Exercise inputs
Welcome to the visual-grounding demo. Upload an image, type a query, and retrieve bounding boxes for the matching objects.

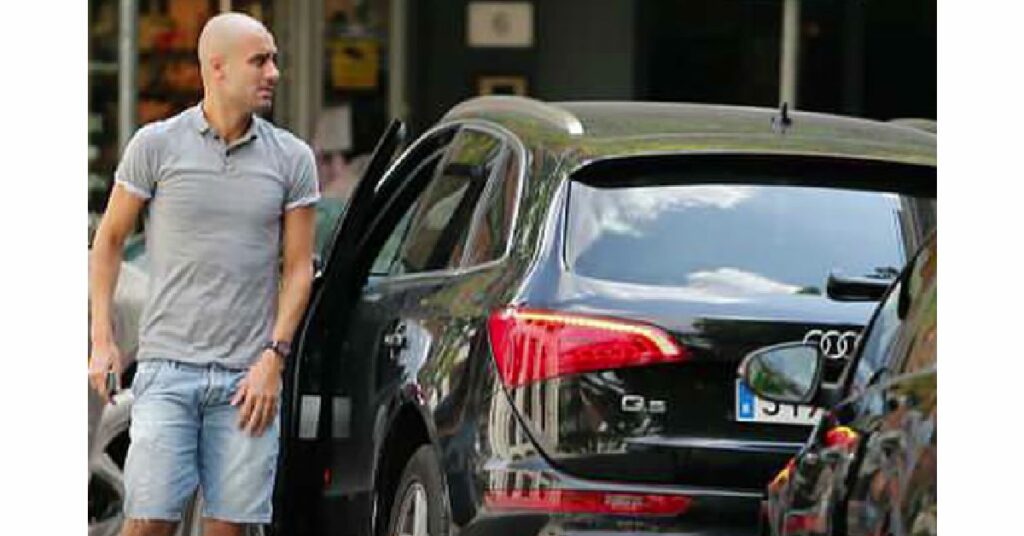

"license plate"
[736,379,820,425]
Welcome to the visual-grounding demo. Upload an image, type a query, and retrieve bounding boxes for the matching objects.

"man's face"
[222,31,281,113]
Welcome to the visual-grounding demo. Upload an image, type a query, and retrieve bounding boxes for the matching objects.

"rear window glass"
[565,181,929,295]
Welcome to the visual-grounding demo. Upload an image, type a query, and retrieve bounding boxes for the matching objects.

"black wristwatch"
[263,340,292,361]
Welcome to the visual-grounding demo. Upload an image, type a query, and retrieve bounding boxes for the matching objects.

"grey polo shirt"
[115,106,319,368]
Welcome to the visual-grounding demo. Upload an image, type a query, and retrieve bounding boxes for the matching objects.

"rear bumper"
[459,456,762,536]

Aim
Give back all of the material above word for word, leaving out the picture.

Solution to this problem
Welcome to the visual-grounding demo. Upload an image, type a query, and retrieve bounding boxes for the matching objects.


"license plate"
[736,379,820,425]
Welcome to the visual-grounding demo. Upload an image, type a query, and retrieve bounding boxes for the matching objects.

"man's face"
[222,31,281,113]
Welcome to the visual-grounding demo. Upload an image, type a query, and retrieve bounding boxes for the matching objects.

"rear window glass"
[565,181,929,295]
Welcome to the visual-grounding demo. Upload an image, type a query, and retrieve bounding boxes for the matching objects.

"black wristwatch"
[263,340,292,361]
Welcome to the visual-grounding demo. Upload an image, type a query, and retrieve bounding boxes for the matching objects.

"grey polo shirt"
[115,106,319,368]
Welcome to the visual-grounding demo. Upload an image, type a query, and retrieve bounding boxes for the matching objects.

"rear bumper"
[459,456,762,536]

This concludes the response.